#### Data provided:
====
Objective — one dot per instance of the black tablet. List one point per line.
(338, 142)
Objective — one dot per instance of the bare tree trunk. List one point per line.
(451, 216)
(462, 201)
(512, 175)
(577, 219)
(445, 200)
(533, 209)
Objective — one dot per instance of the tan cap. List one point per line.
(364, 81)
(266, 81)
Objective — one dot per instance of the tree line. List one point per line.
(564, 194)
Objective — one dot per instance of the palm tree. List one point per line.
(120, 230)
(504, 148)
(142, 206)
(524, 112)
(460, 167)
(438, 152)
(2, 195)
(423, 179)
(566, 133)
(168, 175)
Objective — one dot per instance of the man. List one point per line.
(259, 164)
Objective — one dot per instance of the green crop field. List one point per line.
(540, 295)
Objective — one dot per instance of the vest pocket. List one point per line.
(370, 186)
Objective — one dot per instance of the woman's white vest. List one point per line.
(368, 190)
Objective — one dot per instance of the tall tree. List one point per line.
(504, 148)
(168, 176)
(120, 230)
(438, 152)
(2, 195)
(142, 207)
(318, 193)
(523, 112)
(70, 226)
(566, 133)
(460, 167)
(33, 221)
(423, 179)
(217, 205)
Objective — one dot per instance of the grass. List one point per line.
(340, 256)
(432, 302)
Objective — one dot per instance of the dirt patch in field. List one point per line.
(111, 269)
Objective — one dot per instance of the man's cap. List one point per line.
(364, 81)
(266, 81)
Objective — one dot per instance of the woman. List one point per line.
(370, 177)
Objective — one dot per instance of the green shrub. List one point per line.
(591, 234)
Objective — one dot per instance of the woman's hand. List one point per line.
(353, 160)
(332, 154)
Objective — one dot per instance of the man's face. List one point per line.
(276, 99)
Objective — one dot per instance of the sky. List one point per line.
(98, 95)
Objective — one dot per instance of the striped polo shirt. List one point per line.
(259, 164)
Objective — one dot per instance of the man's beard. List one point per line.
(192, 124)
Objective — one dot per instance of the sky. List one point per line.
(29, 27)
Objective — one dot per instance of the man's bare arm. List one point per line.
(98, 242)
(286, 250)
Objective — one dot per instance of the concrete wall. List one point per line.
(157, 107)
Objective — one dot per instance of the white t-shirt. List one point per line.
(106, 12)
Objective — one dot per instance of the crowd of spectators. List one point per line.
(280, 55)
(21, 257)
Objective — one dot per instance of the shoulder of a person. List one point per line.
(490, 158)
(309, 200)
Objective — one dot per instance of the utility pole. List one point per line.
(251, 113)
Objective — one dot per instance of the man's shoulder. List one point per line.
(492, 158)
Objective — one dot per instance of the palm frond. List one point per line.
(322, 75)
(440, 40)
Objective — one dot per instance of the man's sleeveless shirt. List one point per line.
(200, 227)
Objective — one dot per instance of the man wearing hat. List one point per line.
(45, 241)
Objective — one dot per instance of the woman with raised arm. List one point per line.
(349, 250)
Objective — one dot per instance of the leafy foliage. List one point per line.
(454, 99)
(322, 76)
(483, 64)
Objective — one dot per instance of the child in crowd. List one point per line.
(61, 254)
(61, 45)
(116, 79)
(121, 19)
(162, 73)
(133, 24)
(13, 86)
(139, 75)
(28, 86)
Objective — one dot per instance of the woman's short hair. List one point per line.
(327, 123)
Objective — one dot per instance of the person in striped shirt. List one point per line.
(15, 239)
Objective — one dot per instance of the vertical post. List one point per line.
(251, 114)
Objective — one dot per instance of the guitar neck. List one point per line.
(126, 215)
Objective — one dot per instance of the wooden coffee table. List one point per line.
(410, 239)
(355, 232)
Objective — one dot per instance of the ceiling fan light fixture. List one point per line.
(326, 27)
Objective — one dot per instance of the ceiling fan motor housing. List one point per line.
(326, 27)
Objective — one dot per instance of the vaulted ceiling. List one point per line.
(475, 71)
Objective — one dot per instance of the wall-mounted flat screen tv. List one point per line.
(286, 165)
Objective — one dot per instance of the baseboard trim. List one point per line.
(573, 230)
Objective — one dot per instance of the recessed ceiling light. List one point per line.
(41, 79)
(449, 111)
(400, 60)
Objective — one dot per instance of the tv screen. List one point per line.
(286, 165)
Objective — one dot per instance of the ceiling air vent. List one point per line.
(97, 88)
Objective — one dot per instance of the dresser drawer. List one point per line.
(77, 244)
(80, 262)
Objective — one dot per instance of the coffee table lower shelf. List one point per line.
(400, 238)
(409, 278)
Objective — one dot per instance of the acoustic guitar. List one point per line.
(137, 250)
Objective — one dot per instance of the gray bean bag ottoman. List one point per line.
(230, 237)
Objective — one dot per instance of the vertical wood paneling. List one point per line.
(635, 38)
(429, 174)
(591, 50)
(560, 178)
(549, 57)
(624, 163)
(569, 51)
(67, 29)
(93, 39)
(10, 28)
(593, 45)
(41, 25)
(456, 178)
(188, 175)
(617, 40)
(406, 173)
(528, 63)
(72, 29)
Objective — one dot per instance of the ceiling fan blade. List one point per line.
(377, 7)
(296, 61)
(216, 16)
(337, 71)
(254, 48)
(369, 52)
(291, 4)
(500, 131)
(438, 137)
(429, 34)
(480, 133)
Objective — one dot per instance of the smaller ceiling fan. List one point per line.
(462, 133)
====
Write the complete data out, exactly as above.

Objective — one dot per instance of the black tablet. List one point per line.
(338, 142)
Objective — one dot per instance of the bare tree trunk. List one point per line.
(451, 216)
(462, 201)
(512, 175)
(577, 219)
(445, 200)
(533, 209)
Objective — one dot per instance of the tan cap. List one point per line.
(364, 81)
(266, 81)
Objective — one dot per instance of the tree line. List one point per line.
(564, 194)
Objective — one dot per instance of the palm tree. List one point per line.
(120, 230)
(504, 148)
(142, 206)
(524, 112)
(460, 167)
(438, 152)
(2, 195)
(423, 179)
(566, 133)
(168, 175)
Objective — one dot per instance of the man. List one point per line.
(259, 164)
Objective — one dot per instance of the green crop field. List one point per line.
(540, 295)
Objective — one dot per instance of the vest pocket. List one point per line.
(370, 186)
Objective — one dot per instance of the woman's white vest. List one point per line.
(368, 190)
Objective — one dot per instance of the tall tree. List one point per line.
(504, 148)
(168, 176)
(120, 230)
(438, 152)
(2, 195)
(142, 207)
(318, 193)
(523, 112)
(70, 226)
(566, 133)
(460, 167)
(33, 221)
(423, 179)
(217, 205)
Objective — one dot per instance of the grass. List one point per line.
(340, 256)
(432, 302)
Objective — one dot per instance of the dirt patch in field. List one point per line.
(111, 269)
Objective — one dot per instance of the man's cap. List one point per line.
(364, 81)
(266, 81)
Objective — one dot per instance of the woman. List one point per line.
(370, 177)
Objective — one dot per instance of the green shrub. List one point per line.
(591, 234)
Objective — one dot per instance of the woman's hand. List one point per line.
(353, 160)
(332, 154)
Objective — one dot per instance of the man's face. List one point per line.
(276, 99)
Objective — one dot per instance of the sky. List one point per line.
(98, 95)
Objective — one dot per instance of the striped polo shirt. List one point per line.
(259, 164)
Objective — one dot per instance of the man's beard. List one point per line.
(192, 124)
Objective — one dot per instance of the sky. List one point per line.
(29, 27)
Objective — one dot per instance of the man's bare arm. List one point per line.
(98, 242)
(286, 250)
Objective — one dot per instance of the concrete wall. List one point per line.
(157, 107)
Objective — one dot per instance of the white t-shirt. List one point per line.
(106, 12)
Objective — one dot per instance of the crowd of spectators. List one point per line.
(280, 55)
(21, 257)
Objective — one dot per instance of the shoulder of a person. List one point per line.
(490, 158)
(309, 200)
Objective — one dot per instance of the utility pole. List one point per line.
(251, 113)
Objective — one dot per instance of the man's shoulder. List one point per line.
(492, 158)
Objective — one dot per instance of the palm frond. List one point per line.
(322, 75)
(440, 40)
Objective — one dot per instance of the man's sleeveless shirt. List one point per line.
(200, 227)
Objective — one dot per instance of the man wearing hat. List one point per line.
(45, 241)
Objective — one dot per instance of the woman with raised arm. List one point per line.
(349, 250)
Objective — one dot per instance of the leafy foliage. List one point per line.
(454, 99)
(322, 76)
(483, 64)
Objective — one dot per instance of the child in crowd. List one point per line.
(61, 254)
(61, 45)
(116, 79)
(121, 19)
(162, 73)
(133, 24)
(13, 86)
(139, 75)
(28, 86)
Objective — one dot per instance of the woman's short hair. List one point per line.
(327, 123)
Objective — one dot per instance of the person in striped shirt. List one point per line.
(15, 239)
Objective — one dot per instance of the vertical post. List one point per line.
(251, 114)
Objective — one dot per instance of the guitar neck. List one point per line.
(126, 215)
Objective — one dot per instance of the wooden coffee table. List one point per line.
(410, 239)
(355, 232)
Objective — one dot per instance of the ceiling fan light fixture. List one point per line.
(326, 27)
Objective — one dot per instance of the ceiling fan motor housing. List one point per line.
(326, 27)
Objective — one dot per instance of the vaulted ceiling. List one point per line.
(475, 71)
Objective — one dot per instance of the wall-mounted flat screen tv. List one point per line.
(286, 165)
Objective — one dot per instance of the baseboard trim. List one point per line.
(573, 230)
Objective — one dot per instance of the recessed ceiling light. List one point per line.
(41, 79)
(449, 111)
(400, 60)
Objective — one dot per instance of the tv screen. List one point per line.
(286, 165)
Objective — one dot per instance of the ceiling air vent. List one point per line.
(97, 88)
Objective — one dot per instance of the dresser drawer. List one point per line.
(77, 244)
(80, 262)
Objective — one dot per instance of the coffee table lower shelf. List one point per line.
(400, 238)
(409, 278)
Objective — one dot per instance of the acoustic guitar. List one point per line.
(137, 250)
Objective — one dot per instance of the gray bean bag ottoman. List one point per line.
(230, 237)
Objective — one dot per instance of the vertical wood paneling. List one point per line.
(635, 38)
(429, 174)
(591, 50)
(560, 178)
(549, 57)
(624, 163)
(569, 51)
(67, 29)
(93, 39)
(10, 28)
(593, 45)
(41, 25)
(456, 178)
(188, 175)
(617, 40)
(406, 173)
(528, 63)
(72, 29)
Objective — one dot per instance of the ceiling fan blade. List one point per line.
(377, 7)
(296, 61)
(216, 16)
(337, 71)
(254, 48)
(369, 52)
(291, 4)
(500, 131)
(438, 137)
(429, 34)
(480, 133)
Objective — one dot per instance of the smaller ceiling fan. List one point per line.
(462, 133)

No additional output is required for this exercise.